=== RECORDS TO PROCESS ===

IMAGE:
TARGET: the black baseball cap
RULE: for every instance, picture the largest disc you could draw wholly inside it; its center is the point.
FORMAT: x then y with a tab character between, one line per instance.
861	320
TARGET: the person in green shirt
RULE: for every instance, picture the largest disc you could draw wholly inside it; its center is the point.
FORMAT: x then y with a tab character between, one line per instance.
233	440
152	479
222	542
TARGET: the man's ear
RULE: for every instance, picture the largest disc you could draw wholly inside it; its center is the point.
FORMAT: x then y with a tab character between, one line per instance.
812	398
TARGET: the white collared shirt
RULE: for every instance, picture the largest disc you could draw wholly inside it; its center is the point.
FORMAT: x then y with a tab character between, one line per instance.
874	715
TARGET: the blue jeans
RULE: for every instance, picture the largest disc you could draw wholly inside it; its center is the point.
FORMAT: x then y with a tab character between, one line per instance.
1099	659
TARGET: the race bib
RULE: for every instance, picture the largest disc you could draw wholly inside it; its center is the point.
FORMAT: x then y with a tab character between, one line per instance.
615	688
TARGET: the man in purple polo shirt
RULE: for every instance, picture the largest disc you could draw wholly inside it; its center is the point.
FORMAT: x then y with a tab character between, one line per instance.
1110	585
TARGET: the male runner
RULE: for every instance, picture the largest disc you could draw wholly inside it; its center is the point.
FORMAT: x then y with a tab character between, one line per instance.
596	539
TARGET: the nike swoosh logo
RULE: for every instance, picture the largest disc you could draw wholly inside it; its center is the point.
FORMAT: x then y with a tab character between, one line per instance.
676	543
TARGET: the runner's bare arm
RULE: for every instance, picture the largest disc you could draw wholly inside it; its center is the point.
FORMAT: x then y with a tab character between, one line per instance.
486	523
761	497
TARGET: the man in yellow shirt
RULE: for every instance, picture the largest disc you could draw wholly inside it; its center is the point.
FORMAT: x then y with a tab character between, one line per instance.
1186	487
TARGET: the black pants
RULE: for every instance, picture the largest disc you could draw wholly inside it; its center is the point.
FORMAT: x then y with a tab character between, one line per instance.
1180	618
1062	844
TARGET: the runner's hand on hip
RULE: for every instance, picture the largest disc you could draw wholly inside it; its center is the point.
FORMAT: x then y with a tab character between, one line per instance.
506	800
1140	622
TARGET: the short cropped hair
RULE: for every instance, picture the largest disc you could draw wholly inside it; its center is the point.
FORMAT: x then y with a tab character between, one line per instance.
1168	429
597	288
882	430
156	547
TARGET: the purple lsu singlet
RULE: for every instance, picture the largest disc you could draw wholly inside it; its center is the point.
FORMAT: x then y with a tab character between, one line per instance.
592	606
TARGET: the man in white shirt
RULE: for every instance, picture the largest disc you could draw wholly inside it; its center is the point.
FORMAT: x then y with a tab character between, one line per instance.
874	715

===

- TASK OBJECTIVE -
Return all of the material above line for line, with no changes.

- SOLUTION FOR THIS EXERCISE -
IMAGE:
TARGET: the black baseball cap
RULE: for every instance, picture the largest disc you could draw wholly inside it; its center is the point.
FORMAT: x then y with a tab character between, one line per instance.
861	320
TARGET: the person in green shirt
RULE: for every instance, picture the largest disc you could draw wholly inside it; its center is the point.
FORMAT: x then y with a tab character between, one line per instance.
233	440
152	479
222	542
TARGET: the man's ear
RULE: for every instance, picture the largest disc you could draw wholly inside it; its center is the point.
FORMAT: x then y with a tab character between, one line per instance.
812	398
TARGET: the white collared shirt
RULE: for every instance, picture the largest disc you could draw wholly inside it; its center is the point.
FORMAT: x then y with a tab character between, one line per instance.
874	715
TARGET: the blue jeans
RULE: for every instance, picture the largest disc you could draw wholly inside it; its center is the point.
FORMAT: x then y with a tab character between, one line per instance.
1099	659
TARGET: the race bib
RULE: for every instance, picture the largest disc you could draw wholly inside it; its center is the point.
FORMAT: x then y with a tab character between, one line per instance.
615	688
TARGET: the man in purple polo shirt
RULE: for every instance, picture the largest disc you could draw wholly inside it; its center is the point.
FORMAT: x then y with a tab character between, one line per instance.
1110	585
TARGET: the male runner
RULE: for every instance, picture the largest disc you could draw wholly inside it; its center is the point.
FORMAT: x then y with a tab character between, one line per instance.
596	539
TARGET: the nike swoosh logo
RULE: for every instance, picture the largest disc you could draw wholly inside it; its center is the point.
FORMAT: x then y with a tab character between, one line per instance.
676	543
TARGET: the runner's bare arm
RULE: for every instance, picture the largest disc you could draw wholly inside it; its center is the point.
FORMAT: x then y with a tab character between, one line per instance.
486	523
761	497
TARGET: the man in yellow shirt
RULE: for every instance, picture the largest disc you could draw wholly inside it; its center is the point.
FORMAT: x then y with a tab character between, one line per instance.
1186	487
TARGET: the black pants
RULE: for every instance, picture the largest disc you could draw wholly inside it; its center is the point.
FORMAT: x then y with a tab character between, one line per instance.
1180	618
1062	844
TARGET: the runner's hand on hip
RULE: for every instance, picture the largest disc you could draw wholly inside it; its center is the point.
FORMAT: x then y with a tab character between, one line per instance.
506	800
1140	622
TARGET: the short cropped hair
RULE: for every instance, picture the largest disc you could draw wholly inside it; its center is the point.
FORMAT: x then y with a tab character between, one line per instance.
1168	429
597	288
882	430
156	547
TARGET: the purple lsu singlet
RULE: for every instance, picture the largest disc you could draw wholly inside it; its center is the point.
FORMAT: x then y with a tab character between, one line per instance.
592	606
TARGET: the man in white shirt
RULE: for every instance, picture the largest disc you could draw wholly inside it; its center is the point.
FORMAT: x then y with a tab character between, one line per instance.
874	715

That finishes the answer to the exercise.